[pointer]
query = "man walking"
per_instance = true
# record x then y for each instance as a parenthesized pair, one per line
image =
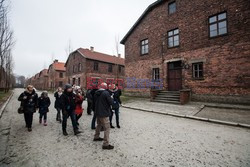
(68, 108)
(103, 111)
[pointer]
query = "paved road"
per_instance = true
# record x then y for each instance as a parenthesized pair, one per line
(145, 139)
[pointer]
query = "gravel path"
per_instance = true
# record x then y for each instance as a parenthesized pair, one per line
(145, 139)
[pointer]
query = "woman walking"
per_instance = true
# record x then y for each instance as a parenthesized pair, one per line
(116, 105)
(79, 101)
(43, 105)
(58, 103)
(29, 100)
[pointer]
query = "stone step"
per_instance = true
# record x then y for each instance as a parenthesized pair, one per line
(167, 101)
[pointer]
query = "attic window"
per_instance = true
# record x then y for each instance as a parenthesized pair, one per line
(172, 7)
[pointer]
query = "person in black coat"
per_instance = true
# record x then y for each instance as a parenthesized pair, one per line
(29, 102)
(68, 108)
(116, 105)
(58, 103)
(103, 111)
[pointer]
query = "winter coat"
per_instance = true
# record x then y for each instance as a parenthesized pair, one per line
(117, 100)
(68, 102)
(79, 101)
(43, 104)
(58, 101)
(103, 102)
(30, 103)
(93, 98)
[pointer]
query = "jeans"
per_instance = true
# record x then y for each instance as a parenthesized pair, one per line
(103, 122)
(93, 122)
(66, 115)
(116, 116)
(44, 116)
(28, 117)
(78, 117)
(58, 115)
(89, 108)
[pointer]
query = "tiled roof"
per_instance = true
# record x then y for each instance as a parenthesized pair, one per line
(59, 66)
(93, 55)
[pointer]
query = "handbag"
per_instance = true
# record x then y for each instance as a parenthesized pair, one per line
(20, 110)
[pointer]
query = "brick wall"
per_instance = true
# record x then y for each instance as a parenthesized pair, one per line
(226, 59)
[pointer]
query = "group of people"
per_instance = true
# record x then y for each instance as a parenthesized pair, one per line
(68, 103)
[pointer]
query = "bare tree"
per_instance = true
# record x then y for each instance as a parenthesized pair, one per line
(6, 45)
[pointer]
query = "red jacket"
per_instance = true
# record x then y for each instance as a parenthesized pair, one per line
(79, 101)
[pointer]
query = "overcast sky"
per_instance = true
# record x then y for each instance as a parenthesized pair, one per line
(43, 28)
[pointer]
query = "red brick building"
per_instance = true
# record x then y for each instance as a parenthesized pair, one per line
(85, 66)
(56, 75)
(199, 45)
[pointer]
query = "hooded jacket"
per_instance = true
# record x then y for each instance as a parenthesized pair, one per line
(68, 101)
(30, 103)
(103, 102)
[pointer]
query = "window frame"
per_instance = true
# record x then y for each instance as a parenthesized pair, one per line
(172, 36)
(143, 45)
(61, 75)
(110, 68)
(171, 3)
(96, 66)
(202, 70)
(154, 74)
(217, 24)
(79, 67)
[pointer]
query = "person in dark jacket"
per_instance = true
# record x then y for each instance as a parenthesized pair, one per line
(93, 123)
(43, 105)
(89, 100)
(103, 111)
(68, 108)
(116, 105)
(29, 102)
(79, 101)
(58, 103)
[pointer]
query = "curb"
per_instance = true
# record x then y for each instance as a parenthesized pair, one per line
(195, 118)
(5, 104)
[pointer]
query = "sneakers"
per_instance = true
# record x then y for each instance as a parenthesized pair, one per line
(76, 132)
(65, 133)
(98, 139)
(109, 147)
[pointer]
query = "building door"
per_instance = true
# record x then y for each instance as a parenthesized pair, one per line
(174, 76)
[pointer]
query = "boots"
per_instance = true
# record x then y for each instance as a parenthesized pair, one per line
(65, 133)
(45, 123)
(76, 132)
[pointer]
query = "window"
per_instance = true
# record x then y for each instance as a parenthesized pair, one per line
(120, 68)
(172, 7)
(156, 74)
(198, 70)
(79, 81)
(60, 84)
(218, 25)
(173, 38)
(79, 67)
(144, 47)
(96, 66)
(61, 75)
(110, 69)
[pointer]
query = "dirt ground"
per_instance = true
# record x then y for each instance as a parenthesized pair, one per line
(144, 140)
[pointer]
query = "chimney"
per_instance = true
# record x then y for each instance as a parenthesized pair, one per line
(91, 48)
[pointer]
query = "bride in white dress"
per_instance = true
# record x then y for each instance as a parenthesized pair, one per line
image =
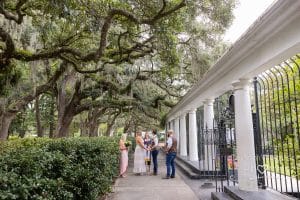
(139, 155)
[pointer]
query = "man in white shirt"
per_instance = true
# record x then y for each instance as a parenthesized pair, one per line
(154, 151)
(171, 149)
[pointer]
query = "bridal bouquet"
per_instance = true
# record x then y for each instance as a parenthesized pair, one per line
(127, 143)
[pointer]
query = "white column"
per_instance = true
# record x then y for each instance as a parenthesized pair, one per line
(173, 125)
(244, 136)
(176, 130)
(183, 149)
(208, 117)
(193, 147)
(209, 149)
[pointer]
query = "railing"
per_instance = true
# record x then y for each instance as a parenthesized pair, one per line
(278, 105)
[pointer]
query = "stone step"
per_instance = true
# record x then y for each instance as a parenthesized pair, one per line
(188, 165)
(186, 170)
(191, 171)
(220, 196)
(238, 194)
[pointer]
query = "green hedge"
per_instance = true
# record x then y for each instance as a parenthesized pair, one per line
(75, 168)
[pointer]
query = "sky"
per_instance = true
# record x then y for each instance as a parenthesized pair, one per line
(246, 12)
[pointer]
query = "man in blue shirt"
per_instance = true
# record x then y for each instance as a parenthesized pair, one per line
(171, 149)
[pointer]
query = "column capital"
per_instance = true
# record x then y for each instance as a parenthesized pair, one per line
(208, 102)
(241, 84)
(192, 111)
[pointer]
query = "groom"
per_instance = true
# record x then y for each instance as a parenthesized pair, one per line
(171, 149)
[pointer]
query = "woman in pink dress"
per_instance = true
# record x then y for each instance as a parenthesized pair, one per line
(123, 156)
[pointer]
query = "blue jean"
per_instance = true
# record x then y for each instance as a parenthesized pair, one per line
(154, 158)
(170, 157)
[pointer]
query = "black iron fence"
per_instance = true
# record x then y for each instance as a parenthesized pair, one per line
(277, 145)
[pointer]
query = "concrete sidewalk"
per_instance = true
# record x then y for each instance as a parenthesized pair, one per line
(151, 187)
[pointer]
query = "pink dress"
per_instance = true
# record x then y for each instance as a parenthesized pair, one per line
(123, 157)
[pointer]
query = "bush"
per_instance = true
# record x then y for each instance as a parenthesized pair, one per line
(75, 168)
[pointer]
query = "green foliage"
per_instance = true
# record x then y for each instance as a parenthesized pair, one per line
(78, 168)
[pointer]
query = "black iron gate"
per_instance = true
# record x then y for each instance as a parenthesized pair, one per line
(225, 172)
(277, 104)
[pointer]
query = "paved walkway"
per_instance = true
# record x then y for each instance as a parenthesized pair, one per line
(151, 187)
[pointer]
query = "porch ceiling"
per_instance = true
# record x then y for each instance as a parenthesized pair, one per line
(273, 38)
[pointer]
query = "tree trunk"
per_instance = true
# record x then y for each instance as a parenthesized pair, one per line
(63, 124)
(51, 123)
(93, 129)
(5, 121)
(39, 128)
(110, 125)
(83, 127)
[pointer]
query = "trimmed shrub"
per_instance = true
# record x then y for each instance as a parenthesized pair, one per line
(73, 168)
--
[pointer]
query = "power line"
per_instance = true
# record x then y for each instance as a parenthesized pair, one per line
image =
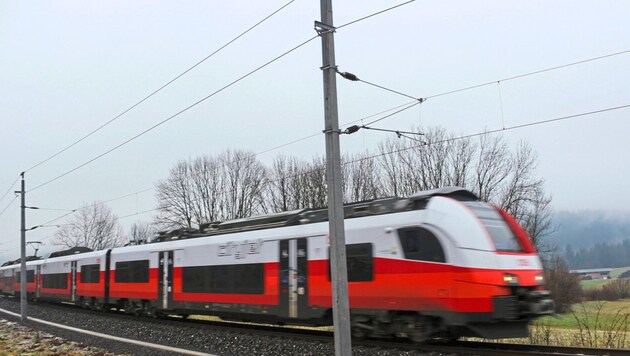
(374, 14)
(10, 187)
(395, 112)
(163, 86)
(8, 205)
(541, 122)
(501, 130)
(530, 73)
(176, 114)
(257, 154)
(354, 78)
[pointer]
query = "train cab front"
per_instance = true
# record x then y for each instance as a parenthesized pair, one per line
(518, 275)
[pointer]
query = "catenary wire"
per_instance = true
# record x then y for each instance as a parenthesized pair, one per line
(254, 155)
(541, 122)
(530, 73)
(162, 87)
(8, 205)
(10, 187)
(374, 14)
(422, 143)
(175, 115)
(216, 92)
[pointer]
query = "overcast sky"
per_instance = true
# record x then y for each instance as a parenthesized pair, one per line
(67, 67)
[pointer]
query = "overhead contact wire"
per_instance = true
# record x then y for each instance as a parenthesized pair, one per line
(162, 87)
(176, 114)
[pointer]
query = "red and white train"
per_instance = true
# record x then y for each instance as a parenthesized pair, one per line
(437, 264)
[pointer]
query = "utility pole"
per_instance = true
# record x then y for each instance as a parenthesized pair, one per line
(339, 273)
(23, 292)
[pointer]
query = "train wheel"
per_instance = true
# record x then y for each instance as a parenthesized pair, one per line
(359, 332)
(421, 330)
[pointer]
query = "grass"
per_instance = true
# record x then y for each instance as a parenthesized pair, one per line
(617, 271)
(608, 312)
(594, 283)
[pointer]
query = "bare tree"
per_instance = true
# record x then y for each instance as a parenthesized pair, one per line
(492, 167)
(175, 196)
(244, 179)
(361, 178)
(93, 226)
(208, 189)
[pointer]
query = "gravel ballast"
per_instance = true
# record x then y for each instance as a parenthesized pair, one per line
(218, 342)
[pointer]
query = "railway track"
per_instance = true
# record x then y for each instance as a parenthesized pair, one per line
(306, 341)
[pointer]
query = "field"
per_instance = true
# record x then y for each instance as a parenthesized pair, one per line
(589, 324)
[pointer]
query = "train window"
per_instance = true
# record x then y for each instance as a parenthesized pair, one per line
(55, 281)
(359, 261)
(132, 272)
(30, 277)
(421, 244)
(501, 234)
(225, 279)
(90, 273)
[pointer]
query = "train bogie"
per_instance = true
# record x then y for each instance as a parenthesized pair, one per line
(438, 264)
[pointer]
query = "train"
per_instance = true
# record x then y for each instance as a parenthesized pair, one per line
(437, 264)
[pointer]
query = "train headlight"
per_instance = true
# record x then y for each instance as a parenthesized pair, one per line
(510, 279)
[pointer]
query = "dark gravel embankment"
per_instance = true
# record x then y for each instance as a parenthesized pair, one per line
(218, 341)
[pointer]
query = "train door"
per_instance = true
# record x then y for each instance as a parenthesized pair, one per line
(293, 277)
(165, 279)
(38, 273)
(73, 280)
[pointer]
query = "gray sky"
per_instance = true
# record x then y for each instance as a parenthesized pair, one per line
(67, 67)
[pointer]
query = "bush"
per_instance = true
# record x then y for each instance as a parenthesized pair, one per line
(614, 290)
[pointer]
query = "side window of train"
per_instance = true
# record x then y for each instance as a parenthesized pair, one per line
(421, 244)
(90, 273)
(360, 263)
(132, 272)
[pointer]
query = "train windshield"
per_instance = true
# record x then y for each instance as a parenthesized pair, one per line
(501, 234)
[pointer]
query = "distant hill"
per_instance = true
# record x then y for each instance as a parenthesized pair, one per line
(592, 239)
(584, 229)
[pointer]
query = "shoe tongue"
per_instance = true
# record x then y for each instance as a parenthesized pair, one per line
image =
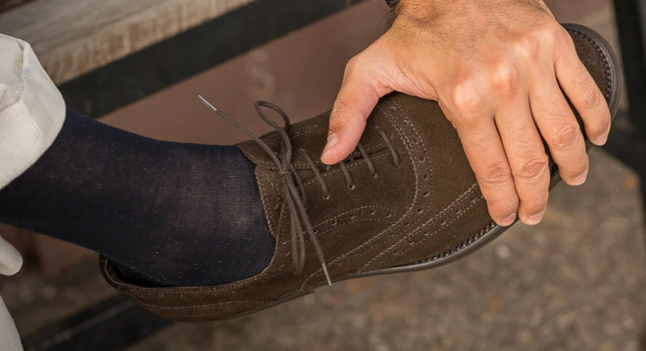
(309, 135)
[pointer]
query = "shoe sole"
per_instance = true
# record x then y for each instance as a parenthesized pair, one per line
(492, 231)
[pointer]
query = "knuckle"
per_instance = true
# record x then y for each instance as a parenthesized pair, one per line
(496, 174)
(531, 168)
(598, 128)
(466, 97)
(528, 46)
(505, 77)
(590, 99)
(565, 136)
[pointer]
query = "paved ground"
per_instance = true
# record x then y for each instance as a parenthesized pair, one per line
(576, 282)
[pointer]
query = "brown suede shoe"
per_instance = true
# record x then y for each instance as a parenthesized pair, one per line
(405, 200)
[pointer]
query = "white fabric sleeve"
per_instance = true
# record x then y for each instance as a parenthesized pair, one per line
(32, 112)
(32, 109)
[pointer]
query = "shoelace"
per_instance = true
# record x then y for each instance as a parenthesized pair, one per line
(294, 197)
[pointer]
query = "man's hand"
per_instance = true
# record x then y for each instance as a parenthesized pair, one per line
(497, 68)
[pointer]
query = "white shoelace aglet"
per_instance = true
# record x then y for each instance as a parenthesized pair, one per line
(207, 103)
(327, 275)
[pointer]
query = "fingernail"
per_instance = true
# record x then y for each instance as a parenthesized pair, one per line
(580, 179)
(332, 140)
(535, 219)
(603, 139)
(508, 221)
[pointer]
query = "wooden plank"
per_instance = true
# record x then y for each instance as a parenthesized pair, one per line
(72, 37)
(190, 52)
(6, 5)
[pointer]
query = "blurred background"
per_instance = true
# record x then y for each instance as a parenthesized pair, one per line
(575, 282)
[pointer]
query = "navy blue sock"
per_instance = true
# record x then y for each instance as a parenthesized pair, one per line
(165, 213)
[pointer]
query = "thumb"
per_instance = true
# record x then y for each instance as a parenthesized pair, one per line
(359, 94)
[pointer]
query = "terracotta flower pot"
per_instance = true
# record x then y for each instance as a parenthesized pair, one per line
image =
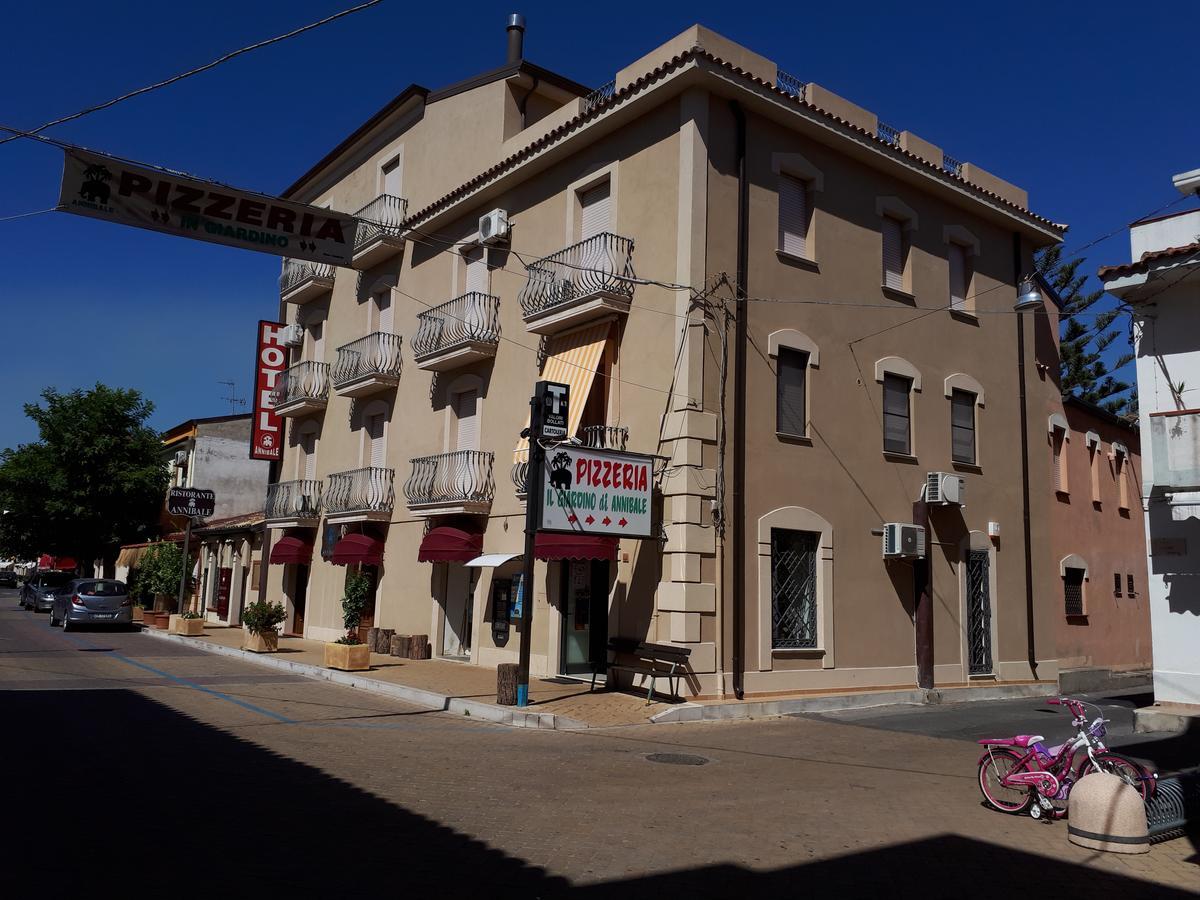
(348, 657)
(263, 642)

What to produce
Which lines of the records contain the word "blue"? Pull out every such line and list them.

Task output
query = "man in blue shirt"
query = "blue jean"
query = "navy blue sock"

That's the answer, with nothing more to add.